• TEXT EXCERPT
The conversation took place in connection with Rikke Luther’s exhibition and project Mud in the Earth System, which was on show at Astrid Noack’s Atelier between 3 November until 3 December 2023.

You can listen to the conversation right here:

 

ABOUT THE EXHIBITION
Mud in the Earth System is Rikke Luther’s exhibition at Astrid Noack’s Atelier (ANA), which is part of Rikke Luther’s post.doc. project and also part of Rikke Luther’s participation in NAARCA – a Scottish-Nordic collaboration, which AHC is a partner in – that works to create long-term collaborations on research, institutional changes, and public education with a focus on climate action.

Mud in the Earth System follows up on and further develops Rikke Luther’s The New Mud, which was shown in ANA in 2021. In the first exhibition, Luther highlighted through a series of research-based works how new unpredictable weather caused by climate change – related to human activities – creates new unpredictable mud. In this second exhibition, Luther continues her extended investigations of mud movements.

• DATA SHOWN
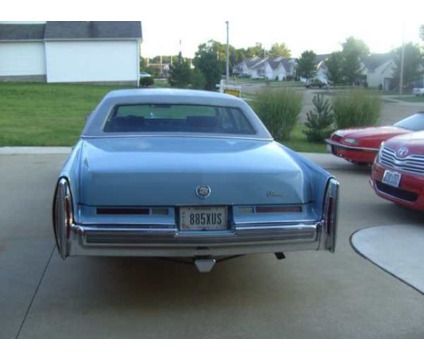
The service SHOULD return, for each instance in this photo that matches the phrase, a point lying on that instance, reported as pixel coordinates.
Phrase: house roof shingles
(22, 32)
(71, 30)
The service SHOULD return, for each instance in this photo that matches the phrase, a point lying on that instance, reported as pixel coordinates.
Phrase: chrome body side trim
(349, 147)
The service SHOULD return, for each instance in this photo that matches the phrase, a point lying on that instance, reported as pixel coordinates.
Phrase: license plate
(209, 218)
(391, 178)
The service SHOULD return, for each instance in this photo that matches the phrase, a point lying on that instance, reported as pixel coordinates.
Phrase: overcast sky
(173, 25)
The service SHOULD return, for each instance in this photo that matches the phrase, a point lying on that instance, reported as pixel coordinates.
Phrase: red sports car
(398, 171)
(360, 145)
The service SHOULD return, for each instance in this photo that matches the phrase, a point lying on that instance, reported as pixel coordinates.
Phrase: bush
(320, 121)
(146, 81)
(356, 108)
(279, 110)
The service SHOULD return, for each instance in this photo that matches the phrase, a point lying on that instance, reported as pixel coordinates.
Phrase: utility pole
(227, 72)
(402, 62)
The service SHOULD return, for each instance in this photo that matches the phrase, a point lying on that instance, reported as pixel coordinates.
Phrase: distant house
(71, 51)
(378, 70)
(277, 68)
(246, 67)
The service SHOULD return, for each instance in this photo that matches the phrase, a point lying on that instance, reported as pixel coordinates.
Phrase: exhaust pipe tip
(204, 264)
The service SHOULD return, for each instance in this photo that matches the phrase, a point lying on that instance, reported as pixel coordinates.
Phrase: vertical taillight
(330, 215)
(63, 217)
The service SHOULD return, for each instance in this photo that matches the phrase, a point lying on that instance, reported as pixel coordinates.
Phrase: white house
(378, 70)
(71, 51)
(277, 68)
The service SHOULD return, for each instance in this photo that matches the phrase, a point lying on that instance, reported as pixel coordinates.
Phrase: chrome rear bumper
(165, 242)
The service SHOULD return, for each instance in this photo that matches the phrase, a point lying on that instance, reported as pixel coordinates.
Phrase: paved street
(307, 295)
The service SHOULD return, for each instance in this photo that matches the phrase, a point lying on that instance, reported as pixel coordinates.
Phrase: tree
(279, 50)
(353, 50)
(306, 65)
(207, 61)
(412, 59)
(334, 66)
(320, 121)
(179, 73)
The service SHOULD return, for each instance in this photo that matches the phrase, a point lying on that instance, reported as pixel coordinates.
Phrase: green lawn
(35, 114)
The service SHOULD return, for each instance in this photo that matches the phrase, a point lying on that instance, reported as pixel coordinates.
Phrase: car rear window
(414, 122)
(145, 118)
...
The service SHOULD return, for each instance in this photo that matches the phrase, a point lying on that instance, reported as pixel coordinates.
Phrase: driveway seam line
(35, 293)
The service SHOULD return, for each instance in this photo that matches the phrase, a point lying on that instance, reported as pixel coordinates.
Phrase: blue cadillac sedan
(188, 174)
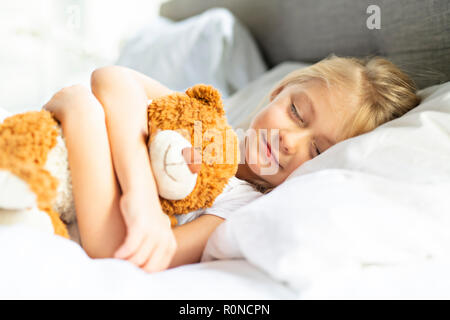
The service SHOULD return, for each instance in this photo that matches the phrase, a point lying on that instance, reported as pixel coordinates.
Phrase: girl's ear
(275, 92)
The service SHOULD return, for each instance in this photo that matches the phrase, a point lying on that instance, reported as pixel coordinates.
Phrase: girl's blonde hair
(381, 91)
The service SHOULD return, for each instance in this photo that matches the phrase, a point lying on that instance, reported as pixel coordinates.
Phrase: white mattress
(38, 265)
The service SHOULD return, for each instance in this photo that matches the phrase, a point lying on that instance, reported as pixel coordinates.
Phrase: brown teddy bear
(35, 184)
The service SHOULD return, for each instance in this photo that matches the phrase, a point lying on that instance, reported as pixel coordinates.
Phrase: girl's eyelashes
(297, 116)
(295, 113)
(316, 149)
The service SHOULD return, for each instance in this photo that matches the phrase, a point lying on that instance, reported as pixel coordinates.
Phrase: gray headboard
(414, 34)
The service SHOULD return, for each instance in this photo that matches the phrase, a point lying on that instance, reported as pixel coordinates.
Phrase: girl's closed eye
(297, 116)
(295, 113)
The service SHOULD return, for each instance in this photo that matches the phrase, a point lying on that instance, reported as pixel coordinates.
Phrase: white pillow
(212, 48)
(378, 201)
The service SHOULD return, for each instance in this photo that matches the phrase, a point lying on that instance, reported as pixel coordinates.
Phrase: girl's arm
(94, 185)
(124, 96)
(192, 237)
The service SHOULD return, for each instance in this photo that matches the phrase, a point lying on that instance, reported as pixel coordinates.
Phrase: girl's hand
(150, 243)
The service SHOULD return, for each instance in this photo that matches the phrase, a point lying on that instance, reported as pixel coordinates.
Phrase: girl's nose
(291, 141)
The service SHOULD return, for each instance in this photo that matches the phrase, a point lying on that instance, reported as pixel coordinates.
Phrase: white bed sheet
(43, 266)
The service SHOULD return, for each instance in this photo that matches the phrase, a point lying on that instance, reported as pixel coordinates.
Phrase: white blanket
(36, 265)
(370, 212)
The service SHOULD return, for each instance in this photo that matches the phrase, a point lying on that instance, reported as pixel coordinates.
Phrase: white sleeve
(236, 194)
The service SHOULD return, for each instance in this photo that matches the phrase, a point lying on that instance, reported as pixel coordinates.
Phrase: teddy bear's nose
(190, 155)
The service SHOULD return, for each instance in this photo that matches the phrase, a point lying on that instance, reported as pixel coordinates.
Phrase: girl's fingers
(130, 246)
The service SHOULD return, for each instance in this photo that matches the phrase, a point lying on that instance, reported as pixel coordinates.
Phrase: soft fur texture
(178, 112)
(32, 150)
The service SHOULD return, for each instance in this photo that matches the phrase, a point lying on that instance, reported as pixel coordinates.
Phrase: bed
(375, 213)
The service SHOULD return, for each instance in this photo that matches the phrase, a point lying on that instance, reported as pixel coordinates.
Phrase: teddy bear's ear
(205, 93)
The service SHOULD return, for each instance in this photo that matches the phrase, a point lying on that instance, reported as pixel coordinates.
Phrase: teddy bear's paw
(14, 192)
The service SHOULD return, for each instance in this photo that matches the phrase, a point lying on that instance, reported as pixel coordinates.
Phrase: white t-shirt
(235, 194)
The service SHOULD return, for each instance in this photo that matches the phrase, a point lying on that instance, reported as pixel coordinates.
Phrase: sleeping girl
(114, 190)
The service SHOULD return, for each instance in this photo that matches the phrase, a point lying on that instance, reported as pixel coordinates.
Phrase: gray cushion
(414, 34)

• EXERCISE PROMPT
Repeat the exhibition text word for word, from "ABOUT THE EXHIBITION" up to and including "of mud movements.". The data is separate from the exhibition text.

• OUTPUT BELOW
ABOUT THE EXHIBITION
Mud in the Earth System is Rikke Luther’s exhibition at Astrid Noack’s Atelier (ANA), which is part of Rikke Luther’s post.doc. project and also part of Rikke Luther’s participation in NAARCA – a Scottish-Nordic collaboration, which AHC is a partner in – that works to create long-term collaborations on research, institutional changes, and public education with a focus on climate action.

Mud in the Earth System follows up on and further develops Rikke Luther’s The New Mud, which was shown in ANA in 2021. In the first exhibition, Luther highlighted through a series of research-based works how new unpredictable weather caused by climate change – related to human activities – creates new unpredictable mud. In this second exhibition, Luther continues her extended investigations of mud movements.